Do this:
Count the lines below that contain the string "white". Reply with the number only.

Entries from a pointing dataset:
* * * * * * * * *
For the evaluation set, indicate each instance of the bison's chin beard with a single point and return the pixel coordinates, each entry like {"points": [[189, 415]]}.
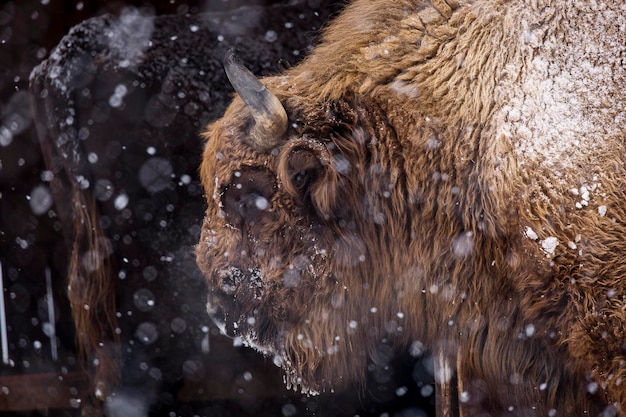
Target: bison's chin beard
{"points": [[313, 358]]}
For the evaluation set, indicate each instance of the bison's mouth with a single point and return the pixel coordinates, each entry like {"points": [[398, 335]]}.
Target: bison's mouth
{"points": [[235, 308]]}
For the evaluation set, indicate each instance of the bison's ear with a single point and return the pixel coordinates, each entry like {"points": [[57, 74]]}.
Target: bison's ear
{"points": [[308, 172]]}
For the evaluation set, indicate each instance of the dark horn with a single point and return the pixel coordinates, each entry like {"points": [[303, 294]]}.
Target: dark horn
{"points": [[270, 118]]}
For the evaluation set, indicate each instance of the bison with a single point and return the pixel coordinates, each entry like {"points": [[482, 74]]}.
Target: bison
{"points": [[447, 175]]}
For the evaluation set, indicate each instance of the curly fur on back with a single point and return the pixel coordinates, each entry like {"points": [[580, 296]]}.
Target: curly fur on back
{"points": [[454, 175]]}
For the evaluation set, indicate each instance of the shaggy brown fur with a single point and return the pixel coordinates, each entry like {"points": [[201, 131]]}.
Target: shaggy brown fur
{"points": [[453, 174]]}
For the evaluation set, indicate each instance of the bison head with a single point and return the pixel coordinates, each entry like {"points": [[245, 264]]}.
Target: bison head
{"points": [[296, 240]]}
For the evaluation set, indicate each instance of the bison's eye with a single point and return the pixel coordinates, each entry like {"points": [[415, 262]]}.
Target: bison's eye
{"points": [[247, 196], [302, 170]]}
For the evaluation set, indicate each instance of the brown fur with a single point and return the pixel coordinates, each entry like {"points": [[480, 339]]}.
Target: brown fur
* * * * * * * * *
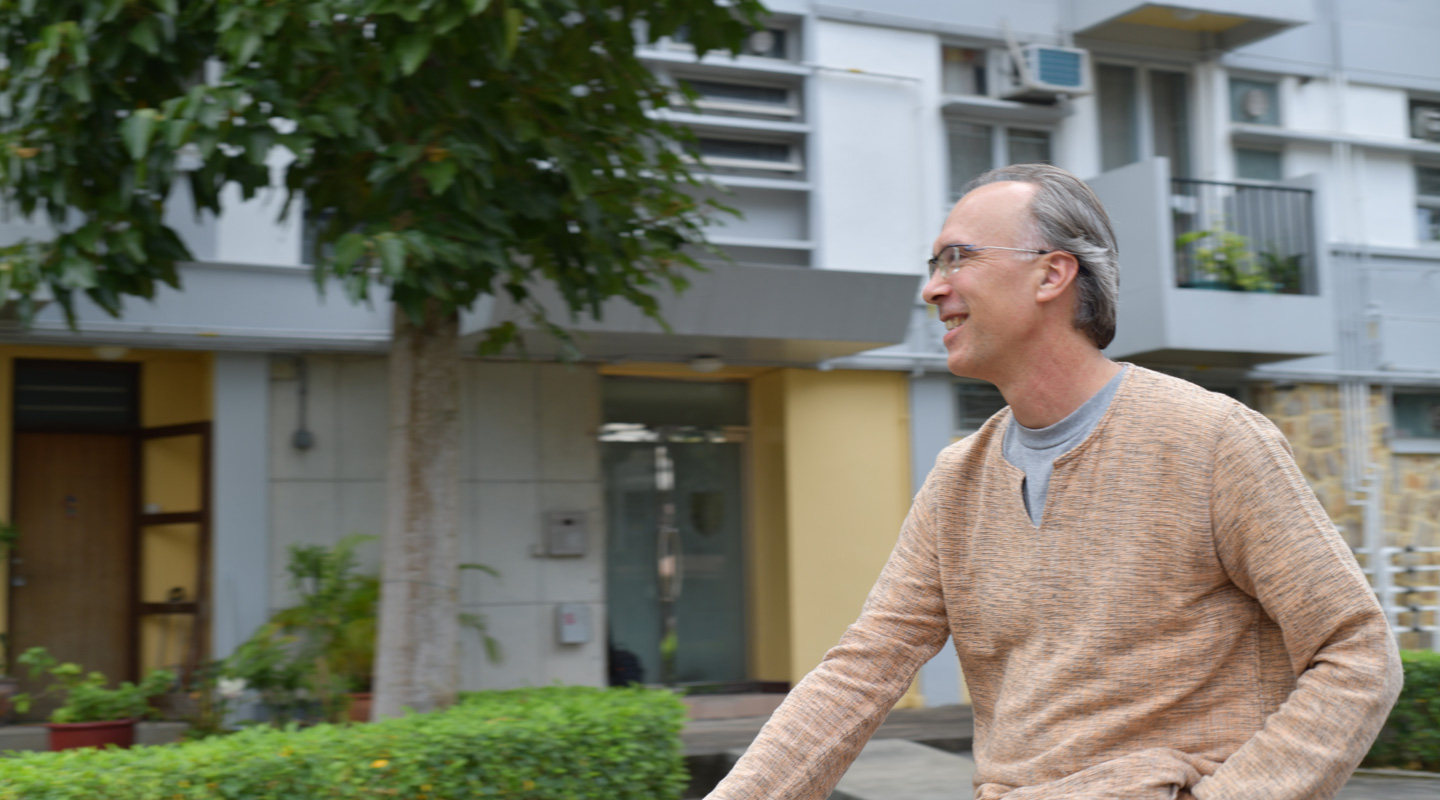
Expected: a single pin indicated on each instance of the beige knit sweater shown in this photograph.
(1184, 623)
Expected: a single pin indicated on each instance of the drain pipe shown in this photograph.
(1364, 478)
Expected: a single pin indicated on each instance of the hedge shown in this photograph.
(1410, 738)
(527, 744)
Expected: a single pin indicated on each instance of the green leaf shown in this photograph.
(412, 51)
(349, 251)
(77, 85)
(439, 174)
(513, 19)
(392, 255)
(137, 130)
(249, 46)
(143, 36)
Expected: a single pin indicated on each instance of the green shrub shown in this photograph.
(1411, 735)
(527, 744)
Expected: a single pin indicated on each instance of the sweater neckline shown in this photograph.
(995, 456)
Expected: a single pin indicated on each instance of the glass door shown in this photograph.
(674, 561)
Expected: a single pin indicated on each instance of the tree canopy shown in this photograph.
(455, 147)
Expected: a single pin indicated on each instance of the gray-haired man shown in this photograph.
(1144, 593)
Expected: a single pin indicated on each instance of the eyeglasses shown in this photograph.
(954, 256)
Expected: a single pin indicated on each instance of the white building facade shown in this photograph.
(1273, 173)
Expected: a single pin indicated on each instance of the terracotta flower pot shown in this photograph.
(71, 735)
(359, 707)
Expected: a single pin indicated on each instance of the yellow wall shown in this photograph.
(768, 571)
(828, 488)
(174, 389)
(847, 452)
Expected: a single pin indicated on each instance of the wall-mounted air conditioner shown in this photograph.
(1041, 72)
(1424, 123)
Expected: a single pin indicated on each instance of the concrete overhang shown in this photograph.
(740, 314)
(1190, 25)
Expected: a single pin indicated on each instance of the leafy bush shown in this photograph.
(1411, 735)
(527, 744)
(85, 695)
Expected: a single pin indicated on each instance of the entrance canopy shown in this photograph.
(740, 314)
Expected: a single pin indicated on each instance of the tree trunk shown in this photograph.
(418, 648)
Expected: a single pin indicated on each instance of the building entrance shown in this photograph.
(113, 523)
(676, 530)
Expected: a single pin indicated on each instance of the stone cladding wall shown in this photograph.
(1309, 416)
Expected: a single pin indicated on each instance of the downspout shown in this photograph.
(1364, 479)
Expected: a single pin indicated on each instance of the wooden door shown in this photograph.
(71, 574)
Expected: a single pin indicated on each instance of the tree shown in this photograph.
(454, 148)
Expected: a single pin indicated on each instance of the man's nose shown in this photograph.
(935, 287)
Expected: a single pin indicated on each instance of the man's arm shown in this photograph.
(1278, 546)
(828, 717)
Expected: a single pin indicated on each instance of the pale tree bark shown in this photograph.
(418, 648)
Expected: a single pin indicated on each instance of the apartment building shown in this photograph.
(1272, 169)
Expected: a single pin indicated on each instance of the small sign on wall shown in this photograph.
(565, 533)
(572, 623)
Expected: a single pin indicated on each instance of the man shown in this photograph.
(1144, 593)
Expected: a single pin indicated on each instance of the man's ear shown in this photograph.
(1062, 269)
* * * * * * * * *
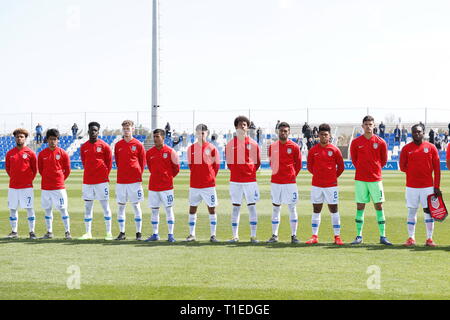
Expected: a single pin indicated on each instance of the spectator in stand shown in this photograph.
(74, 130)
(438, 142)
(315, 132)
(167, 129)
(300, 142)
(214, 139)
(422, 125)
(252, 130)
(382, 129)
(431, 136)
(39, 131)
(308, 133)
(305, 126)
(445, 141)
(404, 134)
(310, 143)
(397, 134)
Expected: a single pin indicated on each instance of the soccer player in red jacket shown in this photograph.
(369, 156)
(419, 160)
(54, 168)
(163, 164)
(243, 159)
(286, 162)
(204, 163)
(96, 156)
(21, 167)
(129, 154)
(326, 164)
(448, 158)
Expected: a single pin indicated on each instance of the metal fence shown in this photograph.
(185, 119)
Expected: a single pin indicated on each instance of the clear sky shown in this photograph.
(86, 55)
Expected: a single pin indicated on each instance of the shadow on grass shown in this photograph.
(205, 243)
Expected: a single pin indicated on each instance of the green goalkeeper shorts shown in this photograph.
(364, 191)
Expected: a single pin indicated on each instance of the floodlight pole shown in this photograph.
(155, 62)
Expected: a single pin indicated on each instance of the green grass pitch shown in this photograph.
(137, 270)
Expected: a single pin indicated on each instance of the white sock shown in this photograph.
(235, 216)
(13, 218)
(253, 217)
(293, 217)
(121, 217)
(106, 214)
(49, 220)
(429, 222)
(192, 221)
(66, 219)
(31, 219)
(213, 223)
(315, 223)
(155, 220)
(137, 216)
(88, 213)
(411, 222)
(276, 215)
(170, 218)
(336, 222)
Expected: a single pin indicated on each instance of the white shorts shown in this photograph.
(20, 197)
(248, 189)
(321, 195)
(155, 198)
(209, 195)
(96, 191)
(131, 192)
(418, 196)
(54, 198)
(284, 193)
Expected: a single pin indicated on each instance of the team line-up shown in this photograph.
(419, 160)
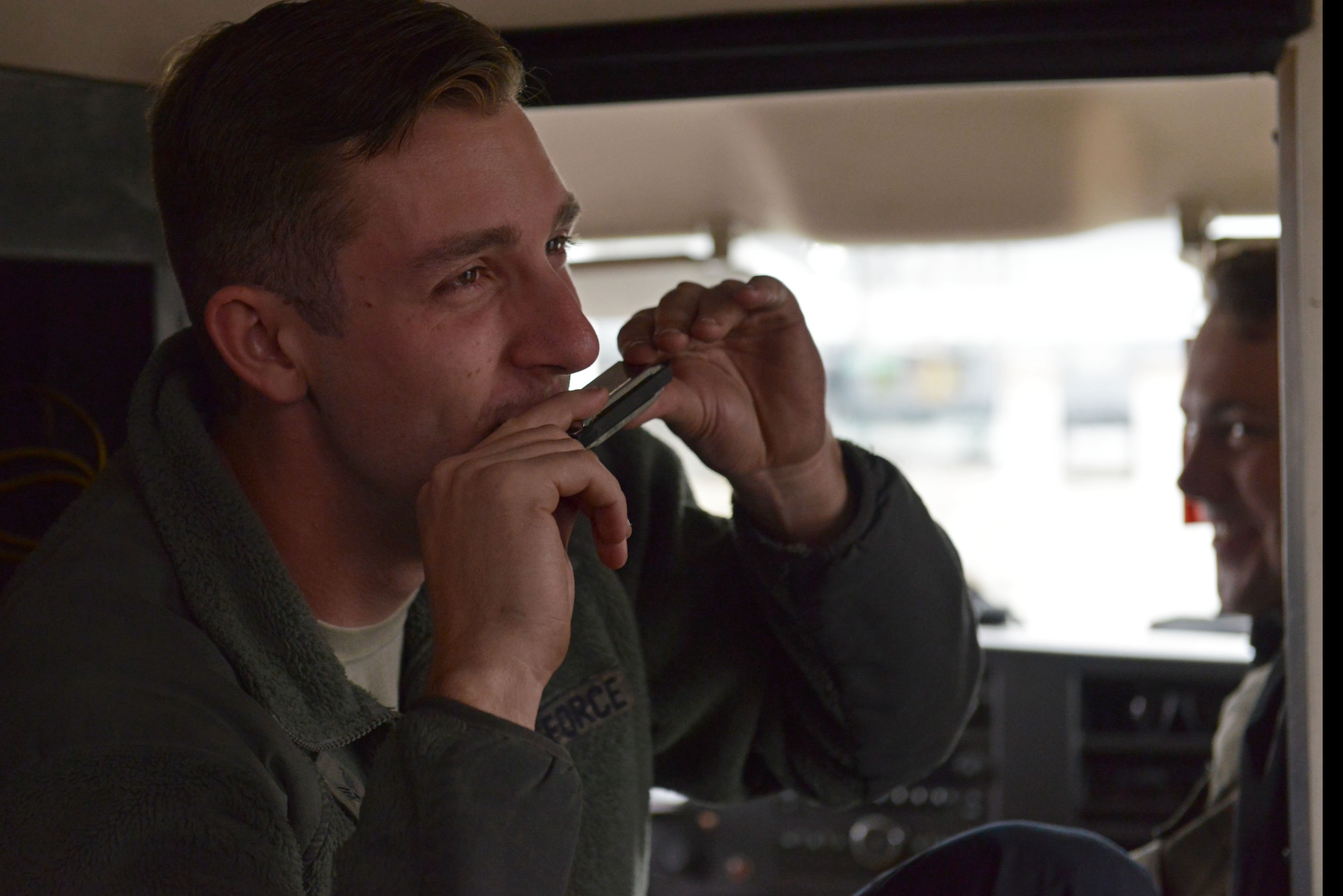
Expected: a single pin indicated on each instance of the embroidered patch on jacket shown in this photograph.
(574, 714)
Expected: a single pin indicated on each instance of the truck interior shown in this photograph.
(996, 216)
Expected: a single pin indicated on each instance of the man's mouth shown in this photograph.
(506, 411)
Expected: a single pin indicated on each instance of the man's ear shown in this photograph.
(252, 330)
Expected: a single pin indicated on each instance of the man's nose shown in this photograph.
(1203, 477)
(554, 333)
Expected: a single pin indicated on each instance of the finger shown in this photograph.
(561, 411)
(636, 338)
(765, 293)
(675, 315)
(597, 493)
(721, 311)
* * * * * * * * *
Solution to the exercise:
3